→ MATERIAL FOR THIS TASK
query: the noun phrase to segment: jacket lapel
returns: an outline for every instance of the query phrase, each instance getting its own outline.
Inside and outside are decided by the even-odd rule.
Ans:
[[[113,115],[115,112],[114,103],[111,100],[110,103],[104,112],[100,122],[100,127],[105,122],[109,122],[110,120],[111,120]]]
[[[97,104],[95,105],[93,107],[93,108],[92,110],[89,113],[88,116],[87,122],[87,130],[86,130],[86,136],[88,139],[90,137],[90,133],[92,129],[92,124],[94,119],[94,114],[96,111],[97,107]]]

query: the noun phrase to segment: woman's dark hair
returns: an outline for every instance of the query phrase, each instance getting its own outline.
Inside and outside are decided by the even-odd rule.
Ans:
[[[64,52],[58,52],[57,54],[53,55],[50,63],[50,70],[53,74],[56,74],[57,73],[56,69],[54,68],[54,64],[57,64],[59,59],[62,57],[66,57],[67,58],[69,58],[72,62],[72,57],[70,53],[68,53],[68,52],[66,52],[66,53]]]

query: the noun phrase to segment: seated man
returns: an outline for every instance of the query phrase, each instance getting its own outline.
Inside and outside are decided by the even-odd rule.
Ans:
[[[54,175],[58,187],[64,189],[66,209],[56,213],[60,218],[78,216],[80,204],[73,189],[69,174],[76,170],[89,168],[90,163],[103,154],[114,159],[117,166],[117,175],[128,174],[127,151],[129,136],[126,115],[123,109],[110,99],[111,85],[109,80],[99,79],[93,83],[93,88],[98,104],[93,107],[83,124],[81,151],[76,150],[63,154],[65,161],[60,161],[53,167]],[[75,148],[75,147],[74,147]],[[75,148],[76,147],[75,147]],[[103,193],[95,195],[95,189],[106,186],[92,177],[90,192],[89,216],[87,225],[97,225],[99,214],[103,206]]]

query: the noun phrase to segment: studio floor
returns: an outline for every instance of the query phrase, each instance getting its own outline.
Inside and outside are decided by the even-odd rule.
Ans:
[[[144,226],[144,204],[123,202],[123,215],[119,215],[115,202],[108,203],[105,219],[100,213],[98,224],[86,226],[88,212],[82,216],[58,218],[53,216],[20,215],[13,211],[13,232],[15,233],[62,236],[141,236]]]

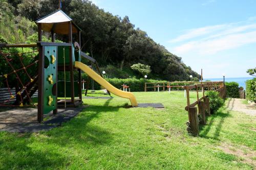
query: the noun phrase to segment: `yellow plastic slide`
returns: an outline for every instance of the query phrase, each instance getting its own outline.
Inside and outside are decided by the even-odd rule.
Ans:
[[[103,87],[105,87],[110,92],[119,97],[129,99],[132,104],[132,106],[138,106],[136,99],[132,93],[123,91],[114,87],[111,84],[108,82],[105,79],[91,69],[91,68],[80,62],[76,61],[75,62],[75,67],[81,69],[83,72],[86,72],[89,76],[92,78],[92,79],[96,81]]]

→ AIM
Find the line containing "query: the noun phrase to segment: seated man" in the listing above. Restate it and every line after it, word for word, through the final line, leaving out the pictures.

→ THE OUTPUT
query: the noun phrase to segment: seated man
returns: an outline for every instance of the query phrase, each instance getting its own outline.
Inside and outside are decided by the even-odd rule.
Ans:
[[[54,175],[58,187],[64,189],[66,209],[56,213],[60,218],[78,216],[80,204],[73,189],[69,174],[76,170],[89,168],[90,163],[103,154],[114,159],[117,166],[117,175],[128,174],[127,151],[129,136],[126,115],[123,109],[110,99],[111,85],[109,80],[99,79],[93,83],[93,88],[98,104],[93,107],[83,124],[81,151],[76,150],[63,154],[65,161],[60,161],[53,167]],[[75,148],[75,147],[74,147]],[[75,148],[76,147],[75,147]],[[103,193],[95,195],[95,189],[106,186],[92,177],[90,192],[89,216],[87,225],[97,225],[99,214],[103,206]]]

query: the noun phrase to segment: studio floor
returns: an outline for every instance of the query phrase, each instance getting its own outline.
Inside and outside are decided by the even-odd rule.
Ans:
[[[144,226],[144,204],[123,202],[123,215],[119,215],[115,202],[108,203],[105,219],[100,213],[98,224],[86,226],[88,212],[82,216],[58,218],[53,216],[20,215],[13,211],[13,232],[15,233],[62,236],[141,236]]]

query: the noun phrase to segment: `yellow plastic slide`
returns: an outline for every instance of the query phrase, each instance getting its own outline.
Inside and outside are decided by the even-odd rule.
Ans:
[[[103,87],[105,87],[110,92],[119,97],[129,99],[132,104],[132,106],[138,106],[136,99],[132,93],[123,91],[114,87],[111,84],[108,82],[105,79],[91,69],[91,68],[80,62],[76,61],[75,62],[75,67],[81,69],[83,72],[86,72],[89,76],[92,78],[92,79],[96,81]]]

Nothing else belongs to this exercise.